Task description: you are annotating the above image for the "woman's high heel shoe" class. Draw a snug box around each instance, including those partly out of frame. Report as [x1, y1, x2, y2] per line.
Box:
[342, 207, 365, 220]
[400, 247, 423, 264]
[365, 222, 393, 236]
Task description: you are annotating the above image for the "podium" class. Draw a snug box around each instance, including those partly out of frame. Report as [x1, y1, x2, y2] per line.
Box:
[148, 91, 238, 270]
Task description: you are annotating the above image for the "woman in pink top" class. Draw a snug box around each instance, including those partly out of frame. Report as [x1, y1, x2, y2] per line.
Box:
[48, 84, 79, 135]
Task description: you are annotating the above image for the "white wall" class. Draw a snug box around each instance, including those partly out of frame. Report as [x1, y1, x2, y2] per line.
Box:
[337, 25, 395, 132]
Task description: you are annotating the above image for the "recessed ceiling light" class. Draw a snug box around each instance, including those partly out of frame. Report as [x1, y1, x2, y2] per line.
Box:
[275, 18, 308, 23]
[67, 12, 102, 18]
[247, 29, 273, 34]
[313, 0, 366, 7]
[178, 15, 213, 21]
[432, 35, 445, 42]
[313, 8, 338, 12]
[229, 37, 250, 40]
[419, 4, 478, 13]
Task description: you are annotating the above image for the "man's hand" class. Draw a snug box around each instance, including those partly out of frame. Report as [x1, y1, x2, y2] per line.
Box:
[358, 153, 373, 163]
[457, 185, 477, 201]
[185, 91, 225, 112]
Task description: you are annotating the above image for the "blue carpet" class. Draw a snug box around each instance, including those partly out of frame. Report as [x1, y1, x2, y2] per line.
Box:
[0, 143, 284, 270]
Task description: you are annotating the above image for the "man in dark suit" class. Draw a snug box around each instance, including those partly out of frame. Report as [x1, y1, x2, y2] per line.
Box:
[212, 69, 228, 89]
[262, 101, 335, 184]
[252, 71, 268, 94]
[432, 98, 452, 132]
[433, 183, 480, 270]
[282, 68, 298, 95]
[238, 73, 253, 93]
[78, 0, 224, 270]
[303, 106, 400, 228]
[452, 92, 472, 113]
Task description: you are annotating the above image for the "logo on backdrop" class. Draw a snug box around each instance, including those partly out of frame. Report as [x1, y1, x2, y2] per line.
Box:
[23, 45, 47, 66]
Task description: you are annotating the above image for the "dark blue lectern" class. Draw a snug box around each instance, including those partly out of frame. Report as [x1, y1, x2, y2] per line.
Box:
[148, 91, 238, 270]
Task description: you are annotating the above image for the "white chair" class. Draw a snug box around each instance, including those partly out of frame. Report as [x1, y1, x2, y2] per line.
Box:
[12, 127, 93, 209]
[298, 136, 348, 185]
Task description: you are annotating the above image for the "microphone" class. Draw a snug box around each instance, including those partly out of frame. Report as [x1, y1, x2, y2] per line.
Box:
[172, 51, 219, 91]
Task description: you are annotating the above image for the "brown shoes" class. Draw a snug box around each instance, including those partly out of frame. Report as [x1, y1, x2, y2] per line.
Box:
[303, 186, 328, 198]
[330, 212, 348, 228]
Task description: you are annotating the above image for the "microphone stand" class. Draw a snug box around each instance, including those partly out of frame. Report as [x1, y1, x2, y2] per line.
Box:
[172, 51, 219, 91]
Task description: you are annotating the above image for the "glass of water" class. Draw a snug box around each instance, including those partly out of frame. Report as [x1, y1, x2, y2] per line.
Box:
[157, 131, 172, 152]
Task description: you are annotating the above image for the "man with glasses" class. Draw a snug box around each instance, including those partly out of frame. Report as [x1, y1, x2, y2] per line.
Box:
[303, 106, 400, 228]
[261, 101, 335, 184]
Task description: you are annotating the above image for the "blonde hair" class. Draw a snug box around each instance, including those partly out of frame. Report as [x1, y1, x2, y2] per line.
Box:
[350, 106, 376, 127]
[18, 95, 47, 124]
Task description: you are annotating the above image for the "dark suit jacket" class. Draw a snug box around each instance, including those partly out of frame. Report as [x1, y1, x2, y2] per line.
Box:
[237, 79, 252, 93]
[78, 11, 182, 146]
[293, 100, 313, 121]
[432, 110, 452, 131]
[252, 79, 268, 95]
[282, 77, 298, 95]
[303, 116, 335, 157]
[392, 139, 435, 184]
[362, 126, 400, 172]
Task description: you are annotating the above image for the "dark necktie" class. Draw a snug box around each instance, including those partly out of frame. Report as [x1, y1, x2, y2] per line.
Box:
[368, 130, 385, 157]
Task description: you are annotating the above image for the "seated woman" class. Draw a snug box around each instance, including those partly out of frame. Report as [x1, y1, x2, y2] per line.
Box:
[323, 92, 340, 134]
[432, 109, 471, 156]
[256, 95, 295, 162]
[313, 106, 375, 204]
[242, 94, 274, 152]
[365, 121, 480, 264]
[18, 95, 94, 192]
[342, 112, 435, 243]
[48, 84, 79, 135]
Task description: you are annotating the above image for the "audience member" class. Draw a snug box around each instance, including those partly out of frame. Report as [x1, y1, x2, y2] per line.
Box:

******************************

*Aim of the task*
Give back each line above precisely as it stands.

*Solution for this task*
Task description: you are annotating the above image for the "woman's high heel shoe" class. Draw a snug box around each instance, including those partly out of frame. Report as [x1, y1, x2, y2] per line.
Box:
[342, 207, 365, 220]
[400, 247, 423, 264]
[365, 222, 393, 236]
Task description: you are annotating the above image for the "podium" class. Draw a snug box around each instance, including those partly out of frame. Report as [x1, y1, x2, y2] per line.
Box:
[148, 91, 238, 270]
Task description: you are annotating the above image for the "woman in pink top" class. Draw a snug box around each instance, including those partly out of frame. Report as [x1, y1, x2, y2] per line.
Box:
[48, 84, 79, 135]
Task description: you are annotating the above image for the "white wall" class. Draw a snug box around each instance, including those partly out of frame. Report as [x1, y1, x2, y2] per line.
Box:
[337, 25, 395, 132]
Task description: you are annotating the above image for the "recessed ceiling light" class. Draw a snug box around each instance, including those partly out of frame. Report as [x1, y1, x2, y2] per line.
Box:
[275, 18, 308, 23]
[67, 12, 102, 18]
[247, 29, 273, 34]
[313, 0, 366, 7]
[178, 15, 213, 21]
[432, 35, 445, 42]
[313, 8, 338, 12]
[229, 37, 250, 40]
[419, 4, 478, 13]
Task description: you are annotating the above image for the "man's hand" class. Draw a snug box around each instance, including those partly out of frame. Report as [x1, y1, x2, y2] per line.
Box:
[358, 153, 373, 163]
[457, 185, 477, 201]
[185, 91, 225, 112]
Task description: you are annotating the above image for the "blue carpet" class. Draw a snug box around each instance, including those partly out of frame. Report as [x1, y1, x2, y2] per line.
Box:
[0, 143, 284, 270]
Task description: you are annotating the above image for the "man in dark suit" class. Draw a snug box around each instance, including those partly out of frame. Report as [x1, y1, x2, y2] per line.
Box:
[212, 69, 228, 89]
[262, 101, 335, 184]
[252, 71, 268, 94]
[432, 98, 452, 132]
[433, 183, 480, 270]
[282, 68, 298, 95]
[238, 73, 253, 93]
[78, 0, 224, 270]
[303, 106, 400, 228]
[452, 92, 472, 113]
Task description: you are annotating the above image for the "logo on backdrop" class. Draw a snug box around each instance, including those partly out of frame. Report as [x1, y1, x2, y2] per line.
Box:
[23, 45, 47, 66]
Task description: you are annotating the above image for the "dark blue lectern" class. Draw a snug box around each instance, including those partly out of frame. Report as [x1, y1, x2, y2] per line.
Box:
[148, 91, 238, 270]
Task description: you are annotating the above image for the "white chair" class. Draw a snug box around each instance, including those partly out of frame. Report as [x1, y1, x2, y2] per line.
Box:
[12, 127, 93, 209]
[298, 136, 348, 185]
Task description: you are annotating the above image for the "microphone" class. Draw a snug box around each instance, including those partly out of frame. Report as [x1, y1, x2, y2] per line.
Box:
[172, 51, 219, 91]
Task description: you are annotating the above image for the "brown shoes" class. Draw a snug box around each instance, including those partly out of frame. Report as [x1, y1, x2, y2] per line.
Box:
[303, 186, 328, 198]
[330, 212, 348, 228]
Task description: you are annotating the above image for the "microphone stand" class. Draw a snug box around each instance, including those partly out of frame. Report as [x1, y1, x2, y2] per line.
Box:
[172, 51, 219, 91]
Task description: you are annotating the above image for the "glass of water" class. Draw a snug box around each instance, including those partly out of frame. Report as [x1, y1, x2, y2] per line.
Box:
[157, 131, 172, 152]
Task description: you are annotating the above image for the "man with glasses" class. Draw a snug box around each instance, including those partly out of frame. Report as [x1, y1, x2, y2] per line.
Box:
[303, 106, 400, 228]
[261, 101, 335, 184]
Task description: you are annotating the above image for the "blonde hair" class. Draw a snug box around each instance, including those partly out of frame. Report as [x1, y1, x2, y2] per line.
Box:
[350, 106, 376, 127]
[18, 95, 47, 124]
Task description: you are annotating the above image for the "dark suit jacket" class. Draw a snug box around each instance, including those partly out of frame. Report as [x1, y1, x2, y2] per line.
Box:
[237, 79, 252, 93]
[78, 11, 182, 146]
[293, 100, 313, 121]
[432, 110, 452, 131]
[252, 79, 268, 95]
[282, 77, 298, 95]
[303, 116, 335, 157]
[392, 139, 435, 184]
[362, 126, 400, 172]
Task description: you are annotating the above image for the "dark necktie" class. Draw a snug box around each instance, including those partly out of frame. Report as [x1, y1, x2, y2] per line.
Box:
[368, 130, 385, 157]
Task description: you are annotating the above image for the "seated woman" class. Draw a snug box around each instance, including those partly out of frame. Report as [x1, y1, x2, y2] per line.
Box:
[323, 92, 340, 134]
[432, 109, 471, 156]
[256, 95, 295, 162]
[313, 106, 375, 204]
[242, 94, 274, 152]
[365, 121, 480, 264]
[18, 95, 94, 192]
[342, 112, 435, 243]
[48, 84, 79, 135]
Task description: you are annotating the above image for the "audience member" class. Draw a snug box around each instance, including those partly out of frame. Report as [x1, y1, x2, y2] per line.
Box:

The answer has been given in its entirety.